### SUPPLIED MATERIAL
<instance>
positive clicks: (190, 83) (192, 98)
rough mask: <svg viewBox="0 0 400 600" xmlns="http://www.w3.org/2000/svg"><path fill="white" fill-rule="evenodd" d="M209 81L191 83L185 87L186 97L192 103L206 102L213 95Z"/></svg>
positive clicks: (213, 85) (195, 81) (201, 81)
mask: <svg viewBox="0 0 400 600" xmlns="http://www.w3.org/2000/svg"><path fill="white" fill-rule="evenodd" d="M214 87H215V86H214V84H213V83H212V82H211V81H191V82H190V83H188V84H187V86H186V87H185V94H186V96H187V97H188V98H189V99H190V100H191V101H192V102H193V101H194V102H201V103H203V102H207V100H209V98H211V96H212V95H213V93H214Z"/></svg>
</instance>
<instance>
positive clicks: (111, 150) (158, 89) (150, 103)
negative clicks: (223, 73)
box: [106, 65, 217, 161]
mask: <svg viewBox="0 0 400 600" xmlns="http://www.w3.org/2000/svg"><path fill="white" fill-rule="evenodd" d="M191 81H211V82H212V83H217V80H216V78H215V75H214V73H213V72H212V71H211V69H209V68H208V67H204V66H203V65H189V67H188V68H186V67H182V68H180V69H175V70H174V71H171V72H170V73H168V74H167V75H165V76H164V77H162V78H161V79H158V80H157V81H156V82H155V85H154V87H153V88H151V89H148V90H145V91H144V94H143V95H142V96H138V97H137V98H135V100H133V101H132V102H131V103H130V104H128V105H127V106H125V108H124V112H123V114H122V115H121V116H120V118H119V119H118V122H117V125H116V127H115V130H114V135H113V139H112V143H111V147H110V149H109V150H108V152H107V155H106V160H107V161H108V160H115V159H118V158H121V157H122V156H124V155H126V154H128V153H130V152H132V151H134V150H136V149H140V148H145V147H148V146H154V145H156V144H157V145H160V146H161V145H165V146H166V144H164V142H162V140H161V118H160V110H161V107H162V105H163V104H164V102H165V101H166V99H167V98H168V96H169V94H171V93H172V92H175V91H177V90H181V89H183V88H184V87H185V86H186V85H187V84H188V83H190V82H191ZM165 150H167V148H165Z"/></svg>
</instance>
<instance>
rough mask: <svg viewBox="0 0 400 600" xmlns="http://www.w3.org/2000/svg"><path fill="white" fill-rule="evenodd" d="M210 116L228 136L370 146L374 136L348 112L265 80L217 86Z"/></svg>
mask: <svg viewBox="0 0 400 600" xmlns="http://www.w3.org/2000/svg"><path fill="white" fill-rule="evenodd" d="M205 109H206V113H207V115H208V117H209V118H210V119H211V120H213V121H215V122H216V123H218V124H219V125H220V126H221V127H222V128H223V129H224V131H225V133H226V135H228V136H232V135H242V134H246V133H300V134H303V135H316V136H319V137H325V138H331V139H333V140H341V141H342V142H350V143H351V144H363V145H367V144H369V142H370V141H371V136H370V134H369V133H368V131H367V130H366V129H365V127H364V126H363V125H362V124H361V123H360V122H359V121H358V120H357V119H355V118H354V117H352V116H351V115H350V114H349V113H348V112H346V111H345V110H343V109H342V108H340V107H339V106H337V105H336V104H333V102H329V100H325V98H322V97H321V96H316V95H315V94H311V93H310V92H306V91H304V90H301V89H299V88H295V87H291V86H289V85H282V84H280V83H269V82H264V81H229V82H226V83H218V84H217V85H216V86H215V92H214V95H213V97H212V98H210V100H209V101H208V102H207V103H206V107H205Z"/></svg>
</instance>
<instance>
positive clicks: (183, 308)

### ACTIVITY
What you return must be an exact retyping of the lines above starting at the line with "positive clicks: (213, 85)" and ending at the line with "negative clicks: (223, 73)", and nothing besides.

### ANSWER BELOW
positive clicks: (213, 85) (195, 81) (201, 81)
mask: <svg viewBox="0 0 400 600" xmlns="http://www.w3.org/2000/svg"><path fill="white" fill-rule="evenodd" d="M214 87H215V86H214V84H213V83H212V82H211V81H191V82H190V83H188V84H187V86H186V87H185V94H186V96H187V97H188V98H189V99H190V100H191V101H192V102H193V101H194V102H201V103H203V102H207V100H209V98H211V96H212V95H213V93H214Z"/></svg>
</instance>
<instance>
positive clicks: (111, 150) (158, 89) (150, 103)
negative clicks: (223, 73)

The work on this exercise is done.